On October 15, 1950, U.S. President Harry S. Truman and General Douglas MacArthur met on Wake Island to confer about the progress of the Korean War. Truman decided he would meet MacArthur at Wake Island, "so that General MacArthur would not have to be away from the troops in the field for long." The conference was to be the only time that Truman and MacArthur would ever meet face to face.

During the conference Truman presented MacArthur with his fifth and final Army Distinguished Service Medal. MacArthur's record of being awarded the Army Distinguished Service Medal five times has been equaled only by Dwight D. Eisenhower.

Truman and MacArthur met privately at the conference and, therefore, there is no record of their conversation. Although the antagonism between the two men is now well known, it is not known what effect, if any, the conference had on their relationship.

On October 30, 1950, MacArthur wrote to Truman:

"I left the Wake Island conference with a distinct sense of satisfaction that the country's interests had been well served through the better mutual understanding and exchange of views which it afforded. I hope it will result in building a strong defense against future efforts of those who seek for one reason or another (none of them worthy) to breach the understanding between us."

Despite the understanding achieved between Truman and MacArthur on Wake Island, their agreement would be short lived. They would quickly regress into disagreement with each other over policy in Korea, ultimately resulting in Truman's dismissal of MacArthur.

▶ INFORMATION SHOWN

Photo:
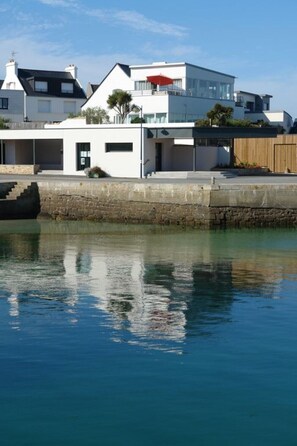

▶ ACTIVITIES
(a) According to the Wake Island conference text, why did Truman choose Wake Island as the meeting place?
(b) In the Wake Island conference text, who is the only other person to have equaled MacArthur's record of five Army Distinguished Service Medals?
Answer using only the Wake Island conference text, not the material.

▶ WRITTEN ANSWERS
(a) Truman chose Wake Island so that General MacArthur would not have to be away from the troops in the field for long.

(b) Dwight D. Eisenhower.